> _ACTION ITEM_
Could you write out the records exactly as they are given?

> _SUPPLIED DATA_
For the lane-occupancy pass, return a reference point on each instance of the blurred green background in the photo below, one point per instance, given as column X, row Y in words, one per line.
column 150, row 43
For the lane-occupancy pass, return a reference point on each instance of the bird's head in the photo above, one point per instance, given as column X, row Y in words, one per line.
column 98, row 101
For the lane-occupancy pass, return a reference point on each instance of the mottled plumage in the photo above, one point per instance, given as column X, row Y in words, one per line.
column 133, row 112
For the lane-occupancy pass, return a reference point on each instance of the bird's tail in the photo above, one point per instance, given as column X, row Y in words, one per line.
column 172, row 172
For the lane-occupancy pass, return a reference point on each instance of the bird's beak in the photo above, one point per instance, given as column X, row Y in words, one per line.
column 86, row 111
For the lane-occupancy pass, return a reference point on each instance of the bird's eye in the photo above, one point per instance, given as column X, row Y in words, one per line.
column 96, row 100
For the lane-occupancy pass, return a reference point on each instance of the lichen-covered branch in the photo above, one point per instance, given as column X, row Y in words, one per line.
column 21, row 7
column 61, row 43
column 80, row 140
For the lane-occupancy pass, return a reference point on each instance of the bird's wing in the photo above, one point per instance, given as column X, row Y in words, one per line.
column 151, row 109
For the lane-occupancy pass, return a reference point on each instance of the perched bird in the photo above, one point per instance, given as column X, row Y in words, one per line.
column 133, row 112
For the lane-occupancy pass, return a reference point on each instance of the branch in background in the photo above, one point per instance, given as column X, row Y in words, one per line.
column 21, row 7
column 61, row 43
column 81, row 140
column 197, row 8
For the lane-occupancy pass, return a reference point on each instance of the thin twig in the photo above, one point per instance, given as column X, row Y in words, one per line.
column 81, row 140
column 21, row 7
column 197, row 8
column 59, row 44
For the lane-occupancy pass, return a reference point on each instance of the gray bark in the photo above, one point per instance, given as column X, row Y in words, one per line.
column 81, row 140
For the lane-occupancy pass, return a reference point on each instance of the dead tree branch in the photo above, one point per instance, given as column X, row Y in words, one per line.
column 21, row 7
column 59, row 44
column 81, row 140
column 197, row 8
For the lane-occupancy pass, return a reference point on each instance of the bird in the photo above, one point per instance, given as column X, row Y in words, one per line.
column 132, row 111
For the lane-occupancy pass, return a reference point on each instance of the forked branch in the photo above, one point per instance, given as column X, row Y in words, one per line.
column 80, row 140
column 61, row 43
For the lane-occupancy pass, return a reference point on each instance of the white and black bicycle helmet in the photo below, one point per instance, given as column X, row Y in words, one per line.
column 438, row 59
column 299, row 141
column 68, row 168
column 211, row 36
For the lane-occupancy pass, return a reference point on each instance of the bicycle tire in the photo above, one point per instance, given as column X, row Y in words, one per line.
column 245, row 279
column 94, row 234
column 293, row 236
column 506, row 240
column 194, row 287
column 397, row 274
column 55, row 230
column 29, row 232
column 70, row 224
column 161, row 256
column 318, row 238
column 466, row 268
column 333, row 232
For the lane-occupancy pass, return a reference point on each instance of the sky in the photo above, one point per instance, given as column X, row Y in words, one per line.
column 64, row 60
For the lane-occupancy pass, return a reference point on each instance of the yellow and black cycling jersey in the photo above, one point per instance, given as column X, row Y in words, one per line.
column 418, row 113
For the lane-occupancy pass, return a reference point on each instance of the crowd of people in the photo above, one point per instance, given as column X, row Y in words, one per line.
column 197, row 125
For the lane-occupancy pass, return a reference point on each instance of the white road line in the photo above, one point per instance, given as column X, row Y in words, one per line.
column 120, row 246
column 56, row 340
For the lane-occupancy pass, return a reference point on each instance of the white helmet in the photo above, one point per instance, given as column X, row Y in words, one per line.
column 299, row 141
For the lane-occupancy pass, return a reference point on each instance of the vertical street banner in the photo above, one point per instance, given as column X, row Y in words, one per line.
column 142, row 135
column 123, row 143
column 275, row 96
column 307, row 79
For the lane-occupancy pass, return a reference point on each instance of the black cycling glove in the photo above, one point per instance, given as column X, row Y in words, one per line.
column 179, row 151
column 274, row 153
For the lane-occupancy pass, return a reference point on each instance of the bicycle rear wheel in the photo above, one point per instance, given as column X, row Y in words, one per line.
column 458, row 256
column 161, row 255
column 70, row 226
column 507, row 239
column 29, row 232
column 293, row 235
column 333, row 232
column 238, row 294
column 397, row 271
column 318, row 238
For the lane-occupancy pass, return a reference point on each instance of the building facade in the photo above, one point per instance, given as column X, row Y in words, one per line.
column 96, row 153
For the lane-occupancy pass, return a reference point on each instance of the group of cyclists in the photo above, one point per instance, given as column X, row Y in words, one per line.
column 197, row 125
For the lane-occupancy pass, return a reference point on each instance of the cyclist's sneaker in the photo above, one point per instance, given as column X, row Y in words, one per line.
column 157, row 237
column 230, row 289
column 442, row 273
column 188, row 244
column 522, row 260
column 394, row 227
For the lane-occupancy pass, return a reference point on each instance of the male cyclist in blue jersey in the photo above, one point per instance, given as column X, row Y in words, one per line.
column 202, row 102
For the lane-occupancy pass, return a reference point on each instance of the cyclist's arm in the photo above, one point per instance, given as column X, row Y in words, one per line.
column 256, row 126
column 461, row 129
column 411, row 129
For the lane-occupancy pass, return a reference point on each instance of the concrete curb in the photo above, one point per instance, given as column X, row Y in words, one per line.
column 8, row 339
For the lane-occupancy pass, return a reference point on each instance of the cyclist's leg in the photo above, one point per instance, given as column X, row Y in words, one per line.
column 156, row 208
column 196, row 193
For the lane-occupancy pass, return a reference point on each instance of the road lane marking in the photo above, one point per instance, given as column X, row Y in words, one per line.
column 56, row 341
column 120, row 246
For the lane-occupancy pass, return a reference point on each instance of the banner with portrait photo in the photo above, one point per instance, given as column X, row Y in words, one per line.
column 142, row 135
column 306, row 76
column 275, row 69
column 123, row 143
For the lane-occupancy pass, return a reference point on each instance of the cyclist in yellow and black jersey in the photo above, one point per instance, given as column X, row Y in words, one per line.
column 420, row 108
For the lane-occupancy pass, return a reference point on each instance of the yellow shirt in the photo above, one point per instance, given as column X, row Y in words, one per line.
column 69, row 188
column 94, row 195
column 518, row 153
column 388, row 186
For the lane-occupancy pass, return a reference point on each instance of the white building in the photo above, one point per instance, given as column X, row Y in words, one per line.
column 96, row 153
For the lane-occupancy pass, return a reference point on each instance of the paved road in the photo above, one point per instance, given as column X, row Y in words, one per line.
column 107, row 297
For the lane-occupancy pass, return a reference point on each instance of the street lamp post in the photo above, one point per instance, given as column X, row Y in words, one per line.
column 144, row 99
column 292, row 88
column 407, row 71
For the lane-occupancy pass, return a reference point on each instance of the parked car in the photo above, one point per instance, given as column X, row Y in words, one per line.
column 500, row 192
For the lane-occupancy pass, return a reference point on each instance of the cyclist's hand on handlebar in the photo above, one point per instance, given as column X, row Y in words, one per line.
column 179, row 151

> _TASK OUTPUT_
For the lane-occupancy pass, return a reference point on each instance of the blurred green background in the photo below, one point per instance, given as column X, row Y in words, one per line.
column 150, row 43
For the lane-occupancy pass, return a reference point on each instance of the bird's head in the photo above, one point per instance, given as column X, row Y in words, one per line.
column 98, row 101
For the lane-occupancy pass, return a reference point on each instance of the mottled plumage in the photo above, one point per instance, given as column X, row Y in words, one per line.
column 133, row 112
For the lane-occupancy pass, return a reference point on each instance of the bird's tail in the photo above, one point per instance, given as column X, row Y in words, one per line.
column 172, row 172
For the lane-occupancy pass, return a reference point on each instance of the bird's beak in the photo above, one point per instance, given as column X, row Y in words, one per line.
column 86, row 111
For the lane-occupancy pass, return a reference point on each instance of the bird's eye in the photo above, one point per instance, given as column X, row Y in words, one per line.
column 96, row 100
For the lane-occupancy pass, return a reference point on each instance of the lichen-covered branch in the photo above, one point per instance, given as column X, row Y in words, one per line.
column 21, row 7
column 61, row 43
column 80, row 140
For the lane-occupancy pass, return a reference point on each instance of the bird's wing in the photo above, one point per instance, given as column X, row Y in words, one per line.
column 151, row 109
For the lane-occupancy pass, return a reference point on each instance of the perched bird in the photo above, one point per instance, given as column X, row Y in words, one per line.
column 133, row 112
For the lane-occupancy pass, return a reference point on each instance of the branch in background in the photo above, one point per instance, given as column X, row Y in words, one per line.
column 21, row 7
column 61, row 43
column 81, row 140
column 197, row 8
For the lane-occupancy pass, return a reference point on each instance of the thin twig in the photo above, one point per instance, given as column X, row Y in words, one per line.
column 81, row 140
column 21, row 7
column 197, row 8
column 59, row 44
For the lane-occupancy pass, return a reference point on each instance of the gray bark in the photo above, one point per instance, given as column X, row Y in words, one per line.
column 81, row 140
For the lane-occupancy pass, return a reference point on each instance of the dead tree branch in the photo above, one point per instance, given as column X, row Y in words, one per line.
column 21, row 7
column 59, row 44
column 81, row 140
column 197, row 8
For the lane-occupancy pass, return a reference point on each instance of the bird in the photo above, one point per instance, given as column X, row Y in words, one per line.
column 132, row 111
For the lane-occupancy pass, return a reference point on each instance of the forked branch in the photo above, one point per instance, given as column X, row Y in words, one per line.
column 80, row 140
column 61, row 43
For the lane-occupancy pass, return a reference point on each instance of the white and black bicycle helmet in the photo below, one point per instance, given as column X, row Y in words, one per line.
column 438, row 59
column 299, row 141
column 68, row 168
column 211, row 36
For the lane-occupancy pass, return a reference point on each instance of the bicycle tire in the photo above, one point per instance, given as column X, row Y in words, one per line.
column 245, row 279
column 94, row 234
column 293, row 236
column 506, row 240
column 194, row 287
column 397, row 274
column 55, row 230
column 29, row 232
column 70, row 224
column 161, row 256
column 318, row 238
column 466, row 268
column 333, row 232
For the lane-occupancy pass, return a reference point on each instance of the sky in the photo above, one point per instance, given as column X, row Y in words, one per line.
column 64, row 60
For the lane-occupancy pass, return a reference point on each instance of the yellow and black cycling jersey in the photo above, one point per instance, given as column X, row Y in words, one per line.
column 418, row 113
For the lane-occupancy pass, return a reference point on each instance of the crowd of people in the photo above, one point per instance, given as column X, row Y in words, one per line.
column 197, row 125
For the lane-occupancy pass, return a reference point on each instance of the white road line in the photo above, one point per instance, given as column X, row Y in words, one per line.
column 120, row 246
column 56, row 340
For the lane-occupancy pass, return a reference point on each instance of the white helmet in the photo above, one point per instance, given as column X, row Y in words, one per line.
column 299, row 141
For the lane-occupancy pass, return a reference point on each instance of the vertical street banner in the photo above, one point per instance, given as column X, row Y in words, one per line.
column 142, row 135
column 123, row 143
column 275, row 96
column 307, row 79
For the lane-occupancy pass, return a reference point on each instance of the black cycling glove in the photo above, one point per instance, given as column X, row Y in words, one per line.
column 179, row 151
column 274, row 153
For the lane-occupancy pass, return a reference point on each instance of the bicycle rear wheel in the photo above, one point per instance, given as column X, row Y in words, one per line.
column 458, row 256
column 161, row 255
column 70, row 226
column 507, row 239
column 29, row 232
column 293, row 235
column 333, row 232
column 238, row 294
column 397, row 271
column 318, row 238
For the lane-occupancy pass, return a reference point on each instance of the building facade in the photo above, one point per instance, given as column X, row Y in words, one per line.
column 96, row 153
For the lane-occupancy pass, return a reference point on each instance of the group of cyclists in the photo above, one point per instance, given as column X, row Y in words, one per line.
column 197, row 125
For the lane-occupancy pass, return a reference point on each instance of the cyclist's sneaker in the photo above, one point per instance, given as column X, row Y in words, one per line.
column 157, row 237
column 230, row 289
column 442, row 273
column 188, row 244
column 522, row 260
column 394, row 227
For the lane-occupancy pass, return a reference point on each instance of the male cyclist in blue jersey in the photo above, one point per instance, given as column X, row Y in words, one per line.
column 202, row 102
For the lane-occupancy pass, return a reference point on each instance of the cyclist's arm in the photo above, one point per instance, given as column X, row Y in words, one per line.
column 256, row 126
column 461, row 129
column 411, row 129
For the lane-occupancy pass, return a reference point on each instance of the concrete curb in the photo above, one point per instance, given as column X, row Y in words, one per line.
column 8, row 339
For the lane-occupancy pass, return a reference point on each instance of the cyclist's leg in the photo above, one point per instance, given as column X, row Y in words, one per line.
column 156, row 208
column 196, row 193
For the lane-occupancy pass, return a reference point on each instance of the road lane marking in the photo above, one point per instance, given as column X, row Y in words, one per line.
column 56, row 341
column 120, row 246
For the lane-occupancy pass, return a reference point on each instance of the banner with portrait photo in the photo above, one point per instance, given as column X, row Y in words, one per line.
column 142, row 135
column 306, row 76
column 275, row 69
column 123, row 143
For the lane-occupancy pass, return a reference point on each instance of the cyclist in yellow and black jersey in the photo above, one point per instance, given as column X, row Y in words, one per line.
column 420, row 108
For the lane-occupancy pass, return a reference point on each instance of the yellow shirt in the photo above, one point per instance, given as column X, row Y in words, one per line.
column 69, row 188
column 94, row 195
column 518, row 153
column 388, row 186
For the lane-occupancy pass, return a reference point on each instance of the white building in the photo above, one point per instance, given as column X, row Y in words, one per line.
column 96, row 153
For the lane-occupancy pass, return a reference point on each instance of the paved road in the photo above, one point per instance, given as column X, row Y in words, one per line.
column 107, row 297
For the lane-occupancy pass, return a reference point on each instance of the street lamp post in the photo above, one point per instance, given as column X, row Y in words, one per line.
column 144, row 99
column 292, row 88
column 407, row 71
For the lane-occupancy pass, return a reference point on each instance of the parked car in the photo above, one point per instance, given as column X, row Y in words, one per line.
column 500, row 192
For the lane-occupancy pass, return a reference point on each instance of the cyclist's hand on handlebar in the photo above, one point per instance, given as column X, row Y in words, one per line.
column 179, row 151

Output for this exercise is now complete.